DIRECTIVE A —
Which points does the movie review below list under "Pros"?

PASSAGE SHOWN —
^^^^^^^^^^^^^^^^
Scrolling deep into the never-ending list of options to watch on one of our various streaming services, my girlfriend came across a movie with a bizarre premise about how a man created a cardboard maze and could not get out. Needless to say, it caught our attention. And with little to go on other than a few positive reviews, we decided to take a chance and see what it would entail. It ended up being a risk I’m ecstatic that we took.

Image: Gravitas Ventures

Pros

  • Quirky comedy that mostly works

  • Set designs are fantastic

  • Budget special effects work to the film’s charm

  • Decent acting from the mostly-unknown cast

  • Less than 90 minutes long

Cons

  • A few moments in the film certain questions are raised about the magical nature of the fort that are never really answered

  • Some jokes don’t land

Plot & Thoughts

Dave (Nick Thune) is a frustrated creative type who has started numerous projects, but he never really found the inspiration to finish them (I can relate). One day, he finally comes up with something as his magnum opus: a maze within a cardboard fort. His girlfriend, Annie (Meera Mohit Kumbhani) returns from her business trip to find said fort in the living room of their apartment, but Dave is nowhere to be seen as he’s apparently trapped within the small fortress he’s built. Obviously, Annie is a little nonplussed about the situation and doesn’t really understand why Dave won’t come out or why he won’t let anyone into his fort.
^^^^^^^^^^^^^^^^
DATASET —
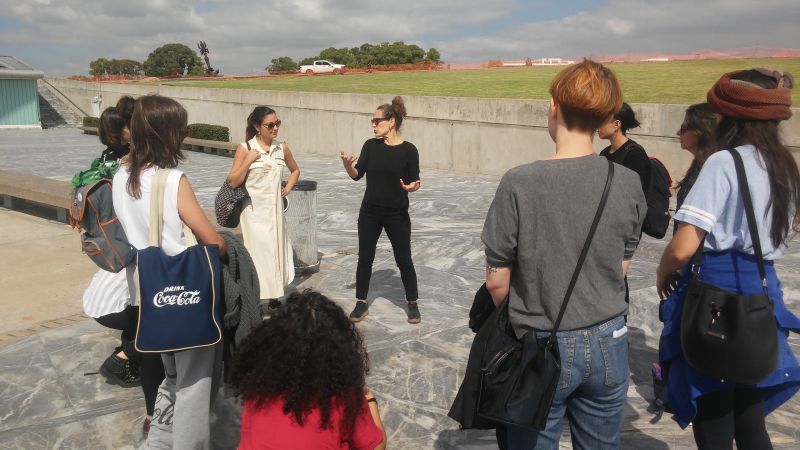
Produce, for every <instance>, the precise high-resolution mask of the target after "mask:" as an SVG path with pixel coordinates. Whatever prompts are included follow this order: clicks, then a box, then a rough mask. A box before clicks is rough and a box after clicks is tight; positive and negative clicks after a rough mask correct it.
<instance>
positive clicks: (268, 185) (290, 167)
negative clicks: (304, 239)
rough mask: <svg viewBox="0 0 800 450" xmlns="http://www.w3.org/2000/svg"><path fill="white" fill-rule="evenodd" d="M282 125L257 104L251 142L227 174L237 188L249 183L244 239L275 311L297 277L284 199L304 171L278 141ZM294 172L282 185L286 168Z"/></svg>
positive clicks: (251, 128) (253, 117)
^^^^^^^^^^^^^^^^
DIRECTIVE B —
Will you copy out the lines of the entries, from their first line through the line holding "negative clicks: (304, 239)", both ends included, leaving out the picture?

WRITTEN RESPONSE A —
- Quirky comedy that mostly works
- Set designs are fantastic
- Budget special effects work to the film’s charm
- Decent acting from the mostly-unknown cast
- Less than 90 minutes long

WRITTEN RESPONSE B —
Produce, for every <instance>, the precise high-resolution mask of the target after "mask:" as an SVG path with pixel coordinates. Whatever prompts are included follow this order: clicks, then a box, then a rough mask. A box before clicks is rough and a box after clicks is tight; positive and negative clicks after a rough mask correct it.
<instance>
positive clicks: (268, 185) (290, 167)
negative clicks: (304, 239)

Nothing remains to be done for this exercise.